• What needs to be done
Below are entries; copy exactly the lines from the one with "the door lock" through the one with "target | door knob", both included, and leave out the rest.

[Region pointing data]
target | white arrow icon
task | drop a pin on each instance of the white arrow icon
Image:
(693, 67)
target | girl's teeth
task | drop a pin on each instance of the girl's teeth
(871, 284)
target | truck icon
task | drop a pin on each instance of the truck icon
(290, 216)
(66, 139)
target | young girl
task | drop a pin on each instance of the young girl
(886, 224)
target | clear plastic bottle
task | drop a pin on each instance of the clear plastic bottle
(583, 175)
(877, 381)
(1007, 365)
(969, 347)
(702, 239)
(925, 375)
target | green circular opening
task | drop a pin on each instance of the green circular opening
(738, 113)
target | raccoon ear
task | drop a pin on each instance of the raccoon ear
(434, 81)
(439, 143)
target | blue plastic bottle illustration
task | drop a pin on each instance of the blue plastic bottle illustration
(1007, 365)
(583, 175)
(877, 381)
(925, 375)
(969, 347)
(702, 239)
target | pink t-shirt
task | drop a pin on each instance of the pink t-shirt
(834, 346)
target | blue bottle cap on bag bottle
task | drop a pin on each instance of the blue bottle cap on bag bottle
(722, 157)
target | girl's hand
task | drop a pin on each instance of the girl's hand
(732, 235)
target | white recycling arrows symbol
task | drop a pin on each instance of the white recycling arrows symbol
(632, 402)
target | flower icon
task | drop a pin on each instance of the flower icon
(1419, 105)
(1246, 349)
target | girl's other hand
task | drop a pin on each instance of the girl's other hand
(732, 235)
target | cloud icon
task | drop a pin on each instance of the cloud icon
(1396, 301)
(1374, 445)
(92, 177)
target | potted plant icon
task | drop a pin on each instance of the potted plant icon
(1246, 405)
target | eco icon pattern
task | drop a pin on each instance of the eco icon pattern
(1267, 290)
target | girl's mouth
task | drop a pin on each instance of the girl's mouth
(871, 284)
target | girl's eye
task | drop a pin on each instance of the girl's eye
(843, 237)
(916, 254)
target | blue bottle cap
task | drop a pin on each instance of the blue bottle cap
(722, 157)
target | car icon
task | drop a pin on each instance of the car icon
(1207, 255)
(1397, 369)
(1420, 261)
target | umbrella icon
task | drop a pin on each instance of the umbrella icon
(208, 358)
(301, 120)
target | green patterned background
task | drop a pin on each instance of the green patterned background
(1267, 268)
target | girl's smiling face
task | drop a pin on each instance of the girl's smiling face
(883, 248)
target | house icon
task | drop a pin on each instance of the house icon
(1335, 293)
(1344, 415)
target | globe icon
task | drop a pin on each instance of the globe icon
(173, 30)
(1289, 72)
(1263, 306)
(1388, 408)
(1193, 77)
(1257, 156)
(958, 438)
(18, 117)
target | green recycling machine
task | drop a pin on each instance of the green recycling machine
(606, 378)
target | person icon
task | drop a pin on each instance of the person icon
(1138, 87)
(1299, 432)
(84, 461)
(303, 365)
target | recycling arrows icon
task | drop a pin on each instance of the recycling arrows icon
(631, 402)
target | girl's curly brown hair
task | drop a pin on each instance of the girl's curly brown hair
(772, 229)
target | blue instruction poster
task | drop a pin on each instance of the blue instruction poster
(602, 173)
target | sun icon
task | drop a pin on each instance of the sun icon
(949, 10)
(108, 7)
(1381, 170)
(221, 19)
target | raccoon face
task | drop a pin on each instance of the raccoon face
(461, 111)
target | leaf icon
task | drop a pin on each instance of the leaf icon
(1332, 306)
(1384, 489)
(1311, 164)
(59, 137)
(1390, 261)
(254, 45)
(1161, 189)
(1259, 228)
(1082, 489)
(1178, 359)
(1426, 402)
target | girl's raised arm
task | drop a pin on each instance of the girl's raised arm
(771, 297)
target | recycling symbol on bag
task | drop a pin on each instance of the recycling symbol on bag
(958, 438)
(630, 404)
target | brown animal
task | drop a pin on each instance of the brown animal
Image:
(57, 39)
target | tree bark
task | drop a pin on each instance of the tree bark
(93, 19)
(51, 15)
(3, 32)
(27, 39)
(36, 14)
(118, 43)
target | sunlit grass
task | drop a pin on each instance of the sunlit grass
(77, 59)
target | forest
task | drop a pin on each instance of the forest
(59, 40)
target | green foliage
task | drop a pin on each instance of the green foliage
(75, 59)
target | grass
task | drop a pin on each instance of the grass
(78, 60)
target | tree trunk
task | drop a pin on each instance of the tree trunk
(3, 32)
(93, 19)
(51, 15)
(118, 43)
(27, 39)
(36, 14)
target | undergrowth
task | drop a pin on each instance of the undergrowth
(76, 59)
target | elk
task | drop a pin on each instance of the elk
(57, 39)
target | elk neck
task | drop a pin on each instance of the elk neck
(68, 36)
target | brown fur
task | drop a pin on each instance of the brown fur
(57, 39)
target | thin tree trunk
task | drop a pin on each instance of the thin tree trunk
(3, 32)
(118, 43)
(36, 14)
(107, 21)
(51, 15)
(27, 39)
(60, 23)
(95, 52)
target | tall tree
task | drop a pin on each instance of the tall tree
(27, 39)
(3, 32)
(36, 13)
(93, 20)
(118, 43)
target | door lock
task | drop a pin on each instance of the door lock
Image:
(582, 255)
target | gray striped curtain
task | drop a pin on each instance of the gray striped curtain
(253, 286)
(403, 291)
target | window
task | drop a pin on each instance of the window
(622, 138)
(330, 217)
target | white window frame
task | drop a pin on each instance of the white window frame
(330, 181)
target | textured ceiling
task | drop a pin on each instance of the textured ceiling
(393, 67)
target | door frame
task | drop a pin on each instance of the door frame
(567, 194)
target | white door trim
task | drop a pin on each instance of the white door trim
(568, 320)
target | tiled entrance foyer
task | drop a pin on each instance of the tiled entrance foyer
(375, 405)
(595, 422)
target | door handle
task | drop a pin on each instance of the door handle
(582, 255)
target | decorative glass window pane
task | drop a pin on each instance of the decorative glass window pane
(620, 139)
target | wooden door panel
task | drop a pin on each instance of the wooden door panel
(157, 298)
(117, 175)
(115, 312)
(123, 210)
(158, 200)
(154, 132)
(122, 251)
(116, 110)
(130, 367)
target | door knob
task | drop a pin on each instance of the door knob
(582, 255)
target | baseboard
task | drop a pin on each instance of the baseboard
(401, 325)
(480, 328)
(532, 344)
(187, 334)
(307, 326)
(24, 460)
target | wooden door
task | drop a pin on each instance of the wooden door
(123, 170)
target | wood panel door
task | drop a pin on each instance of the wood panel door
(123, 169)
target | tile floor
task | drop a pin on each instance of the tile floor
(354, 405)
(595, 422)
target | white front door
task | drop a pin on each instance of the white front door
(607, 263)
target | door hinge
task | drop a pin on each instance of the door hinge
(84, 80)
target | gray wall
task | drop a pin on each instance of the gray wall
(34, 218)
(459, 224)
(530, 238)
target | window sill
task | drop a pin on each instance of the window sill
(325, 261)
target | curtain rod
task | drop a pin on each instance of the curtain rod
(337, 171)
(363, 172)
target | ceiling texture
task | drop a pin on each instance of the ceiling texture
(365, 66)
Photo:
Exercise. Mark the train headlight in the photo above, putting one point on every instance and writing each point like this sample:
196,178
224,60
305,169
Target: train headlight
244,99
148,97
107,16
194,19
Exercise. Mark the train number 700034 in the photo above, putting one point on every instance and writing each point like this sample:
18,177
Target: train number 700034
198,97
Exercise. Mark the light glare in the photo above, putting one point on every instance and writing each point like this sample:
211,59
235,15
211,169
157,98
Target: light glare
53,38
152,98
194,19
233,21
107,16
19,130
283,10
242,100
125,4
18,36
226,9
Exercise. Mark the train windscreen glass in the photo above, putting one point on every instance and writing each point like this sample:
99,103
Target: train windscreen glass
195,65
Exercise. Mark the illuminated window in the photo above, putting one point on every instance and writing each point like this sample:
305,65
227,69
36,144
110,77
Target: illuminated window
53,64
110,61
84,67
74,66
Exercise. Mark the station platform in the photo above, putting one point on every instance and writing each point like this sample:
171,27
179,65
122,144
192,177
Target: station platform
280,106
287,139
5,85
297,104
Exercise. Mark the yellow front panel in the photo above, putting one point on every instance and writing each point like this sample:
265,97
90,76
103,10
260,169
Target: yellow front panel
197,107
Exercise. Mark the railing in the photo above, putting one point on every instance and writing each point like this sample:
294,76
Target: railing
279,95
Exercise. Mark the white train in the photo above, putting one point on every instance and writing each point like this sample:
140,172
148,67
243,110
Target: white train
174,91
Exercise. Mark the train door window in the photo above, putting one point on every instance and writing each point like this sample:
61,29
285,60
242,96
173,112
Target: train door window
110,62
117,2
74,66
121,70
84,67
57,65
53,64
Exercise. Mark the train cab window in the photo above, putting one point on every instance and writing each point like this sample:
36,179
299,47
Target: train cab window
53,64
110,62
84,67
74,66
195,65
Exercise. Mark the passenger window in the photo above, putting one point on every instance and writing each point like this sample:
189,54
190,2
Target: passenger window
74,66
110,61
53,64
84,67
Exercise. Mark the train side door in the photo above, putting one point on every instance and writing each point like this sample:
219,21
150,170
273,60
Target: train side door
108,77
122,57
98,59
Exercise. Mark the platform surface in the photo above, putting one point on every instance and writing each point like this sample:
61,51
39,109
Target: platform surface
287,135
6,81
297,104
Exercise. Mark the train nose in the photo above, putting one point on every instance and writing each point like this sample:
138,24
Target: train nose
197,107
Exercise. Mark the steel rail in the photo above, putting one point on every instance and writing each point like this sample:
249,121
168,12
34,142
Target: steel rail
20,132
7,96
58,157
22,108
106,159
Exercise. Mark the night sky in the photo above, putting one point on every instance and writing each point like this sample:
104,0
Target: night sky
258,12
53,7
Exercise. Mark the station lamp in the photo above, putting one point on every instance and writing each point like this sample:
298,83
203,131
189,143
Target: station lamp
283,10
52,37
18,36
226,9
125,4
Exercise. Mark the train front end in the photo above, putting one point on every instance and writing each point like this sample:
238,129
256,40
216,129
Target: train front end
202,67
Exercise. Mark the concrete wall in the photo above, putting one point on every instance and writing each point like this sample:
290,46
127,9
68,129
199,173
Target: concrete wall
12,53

• Completed exercise
task | drop a pin on each instance of the door lock
Image:
(582, 255)
target | gray striped curtain
task | drop a pin on each instance of the gray striped curtain
(253, 286)
(403, 291)
target | window
task | drop a pin on each instance of the window
(622, 138)
(330, 217)
target | white window frame
task | drop a pin on each instance of the white window frame
(330, 181)
target | textured ceiling
task | drop a pin on each instance of the textured ceiling
(393, 67)
target | door frame
task | drop a pin on each instance of the door frame
(567, 194)
target | white door trim
task | drop a pin on each instance of the white door trim
(568, 320)
target | tiled entrance foyer
task | drop a pin on each instance of the tiled entrance foyer
(375, 405)
(595, 422)
target | door handle
task | drop a pin on each instance of the door handle
(582, 255)
target | decorative glass window pane
task | drop a pin on each instance of the decorative glass window pane
(620, 139)
target | wooden door panel
task | drop a pin on each instance of the wooden door panel
(157, 298)
(117, 175)
(115, 312)
(123, 210)
(158, 200)
(154, 132)
(122, 251)
(116, 110)
(130, 367)
target | door knob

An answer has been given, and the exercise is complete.